Task details: Copy everything from the start of the records down to the line containing "[(999, 579)]", both ends included and requests kept. Shift every coordinate in the answers by adding 65 to it.
<<<<
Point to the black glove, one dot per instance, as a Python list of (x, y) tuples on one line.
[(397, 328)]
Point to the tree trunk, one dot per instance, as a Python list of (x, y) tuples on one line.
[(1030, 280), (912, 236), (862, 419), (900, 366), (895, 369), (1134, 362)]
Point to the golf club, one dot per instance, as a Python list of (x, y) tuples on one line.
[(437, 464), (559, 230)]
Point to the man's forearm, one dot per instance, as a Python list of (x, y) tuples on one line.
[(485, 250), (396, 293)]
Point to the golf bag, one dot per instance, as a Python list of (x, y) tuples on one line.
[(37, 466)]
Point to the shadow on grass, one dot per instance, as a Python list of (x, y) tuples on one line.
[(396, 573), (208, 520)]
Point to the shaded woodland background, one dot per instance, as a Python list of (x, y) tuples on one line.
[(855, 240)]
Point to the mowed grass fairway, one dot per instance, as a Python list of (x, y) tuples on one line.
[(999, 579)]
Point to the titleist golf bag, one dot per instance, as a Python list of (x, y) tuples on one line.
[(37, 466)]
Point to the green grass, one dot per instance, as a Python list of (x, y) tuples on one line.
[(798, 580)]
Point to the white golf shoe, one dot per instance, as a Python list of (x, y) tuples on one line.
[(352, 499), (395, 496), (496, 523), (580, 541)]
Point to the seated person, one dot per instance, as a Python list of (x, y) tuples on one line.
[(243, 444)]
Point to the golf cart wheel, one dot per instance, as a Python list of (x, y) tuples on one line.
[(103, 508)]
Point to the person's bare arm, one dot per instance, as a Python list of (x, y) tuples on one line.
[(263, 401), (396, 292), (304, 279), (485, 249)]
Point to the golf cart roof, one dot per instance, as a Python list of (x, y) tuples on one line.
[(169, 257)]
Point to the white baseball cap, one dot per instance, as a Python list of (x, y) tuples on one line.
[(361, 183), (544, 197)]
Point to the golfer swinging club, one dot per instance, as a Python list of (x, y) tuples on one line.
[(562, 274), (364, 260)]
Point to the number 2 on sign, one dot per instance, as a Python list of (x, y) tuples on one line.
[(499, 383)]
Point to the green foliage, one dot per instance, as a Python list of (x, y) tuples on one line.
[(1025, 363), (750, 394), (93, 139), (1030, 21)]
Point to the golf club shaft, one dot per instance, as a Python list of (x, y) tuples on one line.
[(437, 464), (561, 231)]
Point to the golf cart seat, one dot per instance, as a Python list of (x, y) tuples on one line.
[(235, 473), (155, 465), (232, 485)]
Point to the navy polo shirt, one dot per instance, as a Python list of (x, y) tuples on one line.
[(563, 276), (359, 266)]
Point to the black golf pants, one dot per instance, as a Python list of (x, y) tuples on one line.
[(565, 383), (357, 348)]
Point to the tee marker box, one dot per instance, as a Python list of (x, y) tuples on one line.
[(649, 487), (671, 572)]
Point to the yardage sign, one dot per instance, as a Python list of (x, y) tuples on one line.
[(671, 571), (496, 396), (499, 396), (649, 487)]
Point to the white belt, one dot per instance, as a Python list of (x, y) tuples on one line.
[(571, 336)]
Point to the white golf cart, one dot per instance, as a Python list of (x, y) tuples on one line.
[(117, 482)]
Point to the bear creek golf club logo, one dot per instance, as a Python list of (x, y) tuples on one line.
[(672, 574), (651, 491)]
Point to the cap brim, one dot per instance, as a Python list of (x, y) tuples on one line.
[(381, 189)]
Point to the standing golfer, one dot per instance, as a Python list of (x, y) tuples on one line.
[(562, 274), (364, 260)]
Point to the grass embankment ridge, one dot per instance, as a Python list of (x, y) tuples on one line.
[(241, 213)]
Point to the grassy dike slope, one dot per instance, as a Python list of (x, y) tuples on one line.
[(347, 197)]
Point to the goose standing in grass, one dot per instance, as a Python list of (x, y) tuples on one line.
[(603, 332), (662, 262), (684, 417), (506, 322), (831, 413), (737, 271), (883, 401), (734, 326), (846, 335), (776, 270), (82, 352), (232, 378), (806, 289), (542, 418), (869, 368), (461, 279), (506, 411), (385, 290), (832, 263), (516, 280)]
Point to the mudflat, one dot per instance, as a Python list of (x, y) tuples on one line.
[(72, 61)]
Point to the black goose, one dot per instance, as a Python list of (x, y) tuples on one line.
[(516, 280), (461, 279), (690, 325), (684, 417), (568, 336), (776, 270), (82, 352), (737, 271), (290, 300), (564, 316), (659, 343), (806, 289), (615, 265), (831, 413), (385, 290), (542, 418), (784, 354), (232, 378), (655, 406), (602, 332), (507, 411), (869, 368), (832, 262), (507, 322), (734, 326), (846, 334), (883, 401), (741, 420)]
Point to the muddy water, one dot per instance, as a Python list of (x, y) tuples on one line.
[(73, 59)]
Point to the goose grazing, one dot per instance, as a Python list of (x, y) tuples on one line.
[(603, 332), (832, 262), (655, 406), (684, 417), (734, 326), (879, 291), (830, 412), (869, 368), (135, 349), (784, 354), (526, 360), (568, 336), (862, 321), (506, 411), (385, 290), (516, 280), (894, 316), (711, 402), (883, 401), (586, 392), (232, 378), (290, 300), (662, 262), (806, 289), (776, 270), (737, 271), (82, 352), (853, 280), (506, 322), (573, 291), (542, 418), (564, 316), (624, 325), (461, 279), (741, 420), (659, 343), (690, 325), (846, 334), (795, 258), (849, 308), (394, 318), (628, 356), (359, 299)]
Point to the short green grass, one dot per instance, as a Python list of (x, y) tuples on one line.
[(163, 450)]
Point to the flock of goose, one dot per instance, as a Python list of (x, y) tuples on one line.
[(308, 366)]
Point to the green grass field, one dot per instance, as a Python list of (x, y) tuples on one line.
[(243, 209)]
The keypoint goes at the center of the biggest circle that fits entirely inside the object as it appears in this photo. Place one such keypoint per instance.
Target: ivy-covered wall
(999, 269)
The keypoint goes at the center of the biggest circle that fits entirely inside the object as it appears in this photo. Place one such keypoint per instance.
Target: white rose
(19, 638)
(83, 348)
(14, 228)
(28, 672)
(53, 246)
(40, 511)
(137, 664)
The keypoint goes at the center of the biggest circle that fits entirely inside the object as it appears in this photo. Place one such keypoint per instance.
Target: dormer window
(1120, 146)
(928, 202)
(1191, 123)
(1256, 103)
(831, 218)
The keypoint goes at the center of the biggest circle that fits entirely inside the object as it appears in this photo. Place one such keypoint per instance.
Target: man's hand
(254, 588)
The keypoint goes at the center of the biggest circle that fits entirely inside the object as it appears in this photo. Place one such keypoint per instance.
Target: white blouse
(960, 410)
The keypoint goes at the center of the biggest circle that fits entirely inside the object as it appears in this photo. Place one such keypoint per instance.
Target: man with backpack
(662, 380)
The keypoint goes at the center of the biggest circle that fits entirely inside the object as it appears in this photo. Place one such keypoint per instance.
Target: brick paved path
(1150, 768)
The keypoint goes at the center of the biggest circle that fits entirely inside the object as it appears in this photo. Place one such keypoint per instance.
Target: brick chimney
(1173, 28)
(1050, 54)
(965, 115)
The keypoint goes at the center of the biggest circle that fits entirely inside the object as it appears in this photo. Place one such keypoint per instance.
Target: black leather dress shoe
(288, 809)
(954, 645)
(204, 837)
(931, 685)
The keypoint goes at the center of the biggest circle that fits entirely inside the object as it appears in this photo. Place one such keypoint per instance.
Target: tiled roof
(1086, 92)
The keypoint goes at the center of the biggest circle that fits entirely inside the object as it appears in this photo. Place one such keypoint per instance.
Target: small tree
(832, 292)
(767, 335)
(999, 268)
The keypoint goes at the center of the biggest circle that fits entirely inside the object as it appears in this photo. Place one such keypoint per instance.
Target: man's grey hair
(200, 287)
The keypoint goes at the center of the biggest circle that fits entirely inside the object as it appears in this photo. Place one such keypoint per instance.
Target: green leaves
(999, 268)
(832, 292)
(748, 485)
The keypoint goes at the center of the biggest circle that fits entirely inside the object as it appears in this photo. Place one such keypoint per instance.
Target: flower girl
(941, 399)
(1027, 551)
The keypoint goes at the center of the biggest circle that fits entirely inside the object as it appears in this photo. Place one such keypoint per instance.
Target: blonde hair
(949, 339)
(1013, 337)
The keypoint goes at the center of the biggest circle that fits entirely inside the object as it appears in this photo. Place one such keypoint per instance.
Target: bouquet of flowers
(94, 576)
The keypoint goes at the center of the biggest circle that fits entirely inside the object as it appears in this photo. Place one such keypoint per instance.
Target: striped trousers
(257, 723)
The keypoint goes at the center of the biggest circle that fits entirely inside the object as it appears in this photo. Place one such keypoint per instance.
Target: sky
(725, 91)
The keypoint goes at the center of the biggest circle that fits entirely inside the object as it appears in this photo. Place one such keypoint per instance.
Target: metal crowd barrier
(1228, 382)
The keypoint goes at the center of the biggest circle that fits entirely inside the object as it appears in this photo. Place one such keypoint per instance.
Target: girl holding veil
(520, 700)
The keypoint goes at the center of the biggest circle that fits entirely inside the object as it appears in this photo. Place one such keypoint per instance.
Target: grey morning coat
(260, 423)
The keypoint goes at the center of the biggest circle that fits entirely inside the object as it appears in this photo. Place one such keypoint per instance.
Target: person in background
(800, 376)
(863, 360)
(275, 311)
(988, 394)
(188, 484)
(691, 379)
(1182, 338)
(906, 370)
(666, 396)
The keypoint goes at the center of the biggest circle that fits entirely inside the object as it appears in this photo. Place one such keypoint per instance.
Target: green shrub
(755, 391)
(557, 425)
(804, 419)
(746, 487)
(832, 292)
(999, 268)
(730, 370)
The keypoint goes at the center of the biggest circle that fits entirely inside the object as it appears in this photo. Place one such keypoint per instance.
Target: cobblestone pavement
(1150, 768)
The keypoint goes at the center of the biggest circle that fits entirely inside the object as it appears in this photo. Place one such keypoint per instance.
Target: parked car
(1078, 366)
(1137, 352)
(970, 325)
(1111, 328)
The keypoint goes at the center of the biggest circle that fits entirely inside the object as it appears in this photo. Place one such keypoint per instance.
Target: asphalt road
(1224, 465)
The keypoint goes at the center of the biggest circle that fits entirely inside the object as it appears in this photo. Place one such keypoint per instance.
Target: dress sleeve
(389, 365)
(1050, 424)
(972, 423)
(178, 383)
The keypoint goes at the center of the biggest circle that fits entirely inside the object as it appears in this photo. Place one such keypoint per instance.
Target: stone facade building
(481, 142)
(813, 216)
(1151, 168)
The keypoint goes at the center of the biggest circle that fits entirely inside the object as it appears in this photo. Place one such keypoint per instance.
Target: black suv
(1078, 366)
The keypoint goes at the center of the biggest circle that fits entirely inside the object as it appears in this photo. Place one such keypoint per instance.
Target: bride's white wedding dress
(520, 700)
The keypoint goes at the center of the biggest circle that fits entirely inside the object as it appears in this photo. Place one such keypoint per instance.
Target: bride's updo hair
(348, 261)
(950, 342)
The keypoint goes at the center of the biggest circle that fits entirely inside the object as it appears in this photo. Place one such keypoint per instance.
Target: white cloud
>>>>
Response:
Point to the black glove, one dot per instance, as a Python list of (x, y) tuples on one line.
[(462, 393)]
Point to the tree trunk, one dot per instance, as a Python list of (x, y) tuples on one line.
[(1095, 345), (977, 301), (927, 484), (965, 431), (960, 434), (1199, 427)]
Point to the golf club, one dot per instance, as a Python list of (x, y) tuples on one line.
[(502, 529), (624, 295)]
Point to the man's forearm, one dot per instance, as a Python list of (x, y) tuples on one line.
[(550, 315), (461, 358)]
Point to the golf bag, one dot per instance, as a Python list of (x, y) tuples on one line.
[(102, 531)]
Point to the shadow on grass, one dot per instance, as a Python list of (x, y) tuples on one line.
[(461, 638), (273, 585)]
Point to the shaded woodland background, one dot per instance, as a Python list of (x, y) tuples on one line.
[(920, 305)]
Point to the mowed grass fairway, one dot per instance, as a Python list of (x, y) tuples on one line.
[(1064, 644)]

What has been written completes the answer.